-- start Records shown --
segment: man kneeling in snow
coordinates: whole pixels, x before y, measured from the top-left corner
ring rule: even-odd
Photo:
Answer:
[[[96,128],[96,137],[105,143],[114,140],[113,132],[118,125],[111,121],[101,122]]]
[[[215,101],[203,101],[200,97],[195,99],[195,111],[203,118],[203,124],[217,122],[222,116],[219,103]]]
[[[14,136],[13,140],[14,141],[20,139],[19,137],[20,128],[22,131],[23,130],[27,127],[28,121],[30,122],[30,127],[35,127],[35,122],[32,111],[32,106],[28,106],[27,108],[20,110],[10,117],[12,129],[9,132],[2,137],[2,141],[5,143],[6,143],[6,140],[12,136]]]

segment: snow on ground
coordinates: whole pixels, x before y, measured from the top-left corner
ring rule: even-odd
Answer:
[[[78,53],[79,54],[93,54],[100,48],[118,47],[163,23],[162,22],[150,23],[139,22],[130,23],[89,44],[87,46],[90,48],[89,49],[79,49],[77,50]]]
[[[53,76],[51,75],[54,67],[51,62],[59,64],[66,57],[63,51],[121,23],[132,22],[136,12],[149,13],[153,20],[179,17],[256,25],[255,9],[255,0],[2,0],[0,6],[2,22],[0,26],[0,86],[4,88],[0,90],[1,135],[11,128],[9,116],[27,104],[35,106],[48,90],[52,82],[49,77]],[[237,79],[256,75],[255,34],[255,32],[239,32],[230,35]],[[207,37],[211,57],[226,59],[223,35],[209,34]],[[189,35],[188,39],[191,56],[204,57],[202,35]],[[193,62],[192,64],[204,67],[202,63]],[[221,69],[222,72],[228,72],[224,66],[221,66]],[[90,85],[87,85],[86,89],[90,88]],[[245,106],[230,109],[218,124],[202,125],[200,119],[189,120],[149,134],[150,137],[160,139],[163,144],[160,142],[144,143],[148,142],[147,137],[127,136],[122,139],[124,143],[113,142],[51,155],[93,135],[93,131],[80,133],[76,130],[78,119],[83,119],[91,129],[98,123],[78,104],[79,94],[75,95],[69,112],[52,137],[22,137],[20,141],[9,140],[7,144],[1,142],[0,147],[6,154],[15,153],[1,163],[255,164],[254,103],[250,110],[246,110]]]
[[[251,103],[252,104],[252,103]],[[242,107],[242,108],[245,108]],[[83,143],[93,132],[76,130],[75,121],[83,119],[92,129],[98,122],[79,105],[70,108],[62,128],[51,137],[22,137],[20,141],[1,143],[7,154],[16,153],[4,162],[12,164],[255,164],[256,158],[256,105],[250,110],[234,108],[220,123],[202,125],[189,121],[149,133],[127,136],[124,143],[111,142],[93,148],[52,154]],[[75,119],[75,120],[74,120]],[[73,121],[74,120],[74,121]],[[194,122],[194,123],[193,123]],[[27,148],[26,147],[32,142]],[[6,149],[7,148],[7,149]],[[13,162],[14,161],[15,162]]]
-- end Records shown --
Work to complete: Could you copy the records word for word, starting at the line that contains "segment: snow on ground" and ending with the last line of the records?

The response:
segment: snow on ground
coordinates: whole pixels, x before y, measured from the top-left corner
ring rule: even-odd
Answer:
[[[78,53],[79,54],[93,54],[100,48],[118,47],[163,23],[162,22],[150,23],[139,22],[130,23],[89,44],[87,46],[90,48],[89,49],[79,49],[77,50]]]
[[[53,76],[51,75],[54,67],[51,62],[59,64],[66,57],[63,51],[121,23],[132,22],[136,12],[149,13],[153,20],[179,17],[256,25],[255,9],[255,0],[2,0],[0,6],[2,22],[0,26],[0,86],[4,88],[0,90],[1,135],[11,128],[9,116],[27,104],[35,106],[48,90],[52,82],[49,77]],[[237,79],[256,75],[255,34],[255,32],[239,32],[230,35]],[[207,37],[211,57],[226,59],[223,35],[209,34]],[[189,35],[188,39],[191,56],[204,57],[202,35]],[[193,62],[192,64],[204,67],[202,63]],[[221,69],[222,72],[228,72],[224,66],[221,66]],[[90,85],[87,85],[86,89],[90,88]],[[245,106],[230,109],[218,124],[202,125],[200,119],[189,120],[149,134],[150,137],[160,139],[163,144],[160,142],[144,143],[148,142],[147,137],[127,136],[122,139],[124,143],[113,142],[51,155],[93,135],[93,131],[80,133],[76,130],[78,119],[83,119],[91,129],[98,123],[78,104],[79,94],[75,95],[69,112],[52,137],[22,137],[20,141],[9,140],[7,144],[1,142],[0,147],[6,154],[15,153],[1,163],[255,164],[254,103],[250,110],[246,110]]]
[[[251,103],[252,104],[252,103]],[[242,107],[242,108],[245,108]],[[83,143],[93,132],[76,130],[75,121],[83,119],[92,129],[98,122],[79,105],[70,108],[62,128],[51,137],[22,137],[20,141],[1,143],[7,154],[16,153],[4,162],[12,164],[255,164],[256,158],[256,105],[250,110],[234,108],[220,123],[202,125],[189,121],[149,133],[127,136],[124,143],[111,142],[93,148],[52,154]],[[75,119],[75,120],[74,120]],[[73,121],[74,120],[74,121]],[[194,122],[194,123],[193,123]],[[27,148],[26,147],[32,142]],[[6,149],[7,148],[7,149]],[[13,162],[14,161],[15,162]]]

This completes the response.